#### DESCRIPTION OF THE TASK:
Before you finish, make sure each line of the records has been retyped exactly.

[Region pointing data]

--- START ---

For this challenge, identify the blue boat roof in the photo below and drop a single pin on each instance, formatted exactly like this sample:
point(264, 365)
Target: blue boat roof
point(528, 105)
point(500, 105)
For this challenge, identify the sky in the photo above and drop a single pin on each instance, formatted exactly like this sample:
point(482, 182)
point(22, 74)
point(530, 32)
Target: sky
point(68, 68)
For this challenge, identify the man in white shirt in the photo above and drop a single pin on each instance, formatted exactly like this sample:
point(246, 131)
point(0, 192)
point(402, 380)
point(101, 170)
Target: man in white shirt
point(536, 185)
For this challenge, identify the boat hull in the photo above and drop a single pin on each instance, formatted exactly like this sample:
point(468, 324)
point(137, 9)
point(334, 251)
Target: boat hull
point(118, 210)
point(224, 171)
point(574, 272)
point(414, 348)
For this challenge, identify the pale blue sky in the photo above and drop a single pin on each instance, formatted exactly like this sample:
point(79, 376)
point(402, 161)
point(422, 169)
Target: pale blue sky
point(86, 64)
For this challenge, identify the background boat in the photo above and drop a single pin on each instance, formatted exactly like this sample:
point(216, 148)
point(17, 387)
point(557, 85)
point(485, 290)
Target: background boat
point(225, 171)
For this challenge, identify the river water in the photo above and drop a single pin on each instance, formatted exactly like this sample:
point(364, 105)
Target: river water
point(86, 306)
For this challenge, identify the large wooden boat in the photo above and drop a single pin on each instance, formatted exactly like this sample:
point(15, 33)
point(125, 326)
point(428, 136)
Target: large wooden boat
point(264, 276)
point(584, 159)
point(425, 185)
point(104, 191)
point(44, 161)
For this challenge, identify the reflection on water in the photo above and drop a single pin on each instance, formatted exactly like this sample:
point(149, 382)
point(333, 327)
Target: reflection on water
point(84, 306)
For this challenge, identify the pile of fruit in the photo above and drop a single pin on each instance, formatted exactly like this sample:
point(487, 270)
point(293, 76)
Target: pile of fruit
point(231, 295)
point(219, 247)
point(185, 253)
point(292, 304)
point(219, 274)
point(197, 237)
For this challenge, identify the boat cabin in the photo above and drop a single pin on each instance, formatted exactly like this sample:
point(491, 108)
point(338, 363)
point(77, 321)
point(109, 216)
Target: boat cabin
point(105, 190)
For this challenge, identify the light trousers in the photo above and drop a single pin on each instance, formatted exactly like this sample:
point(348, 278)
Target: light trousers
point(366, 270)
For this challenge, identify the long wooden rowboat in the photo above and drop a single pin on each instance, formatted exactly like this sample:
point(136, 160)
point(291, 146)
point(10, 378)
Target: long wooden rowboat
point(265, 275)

--- END ---

#### RESPONSE TO THIS EXERCISE:
For this challenge, identify the blue boat roof in the photo below and drop a single pin on each instance, formatted exactly like this sample:
point(264, 365)
Target: blue boat roof
point(528, 105)
point(500, 105)
For this challenge, identify the sky in the photo above and drop a single pin on each instance, formatted exactly like this sample:
point(482, 182)
point(22, 74)
point(530, 32)
Target: sky
point(68, 68)
For this challenge, identify the man in white shirt in the photo above and drop a single pin on each instance, formatted exactly like this sample:
point(246, 131)
point(0, 192)
point(402, 380)
point(101, 170)
Target: man in white shirt
point(536, 185)
For this challenge, identify the boat hull in the photo above and drop a single pin on each instance, formatted exactly like this sample:
point(468, 324)
point(137, 9)
point(334, 251)
Target: boat hull
point(118, 210)
point(224, 171)
point(574, 272)
point(414, 348)
For this challenge, identify the pale blue sky in the photo above and drop a single pin on each instance, formatted exactly like this sample:
point(79, 376)
point(402, 161)
point(422, 169)
Target: pale blue sky
point(86, 64)
For this challenge, identify the background boat in the photo above and drop a single pin on each instance, formatted exactly like this sample:
point(216, 148)
point(17, 387)
point(557, 85)
point(485, 290)
Target: background boat
point(225, 171)
For this challenge, identify the river water in the photo above and drop a single pin on each instance, formatted exactly like this sample:
point(364, 105)
Target: river water
point(86, 306)
For this challenge, identify the large wooden boat in the photo above and drop a single pin on each instance, formatted exactly like this sample:
point(15, 33)
point(125, 326)
point(428, 136)
Target: large wooden boat
point(264, 276)
point(584, 159)
point(425, 185)
point(104, 191)
point(44, 161)
For this challenge, identify the reflection on water in the photo above and drop a single pin on each instance, formatted exactly like this sample:
point(149, 382)
point(333, 327)
Target: reflection on water
point(84, 306)
For this challenge, identify the pile of fruit in the photo above and drop a single pin on each instance, formatted exactly like this sample:
point(487, 270)
point(293, 76)
Target: pile of fruit
point(231, 295)
point(219, 247)
point(185, 253)
point(292, 304)
point(219, 274)
point(197, 237)
For this challenge, identify the boat cabin in the photo above and drop a single pin on each instance, formatted exactly like this sample:
point(491, 108)
point(338, 363)
point(77, 321)
point(109, 216)
Target: boat cabin
point(105, 190)
For this challenge, identify the light trousers in the photo above and drop a single pin on each instance, formatted exactly like this sample:
point(348, 278)
Target: light trousers
point(366, 270)
For this challenge, identify the long wooden rowboat in the photo above and drop a single pin on each instance, formatted exactly like this sample:
point(136, 160)
point(291, 146)
point(10, 378)
Target: long wooden rowboat
point(265, 275)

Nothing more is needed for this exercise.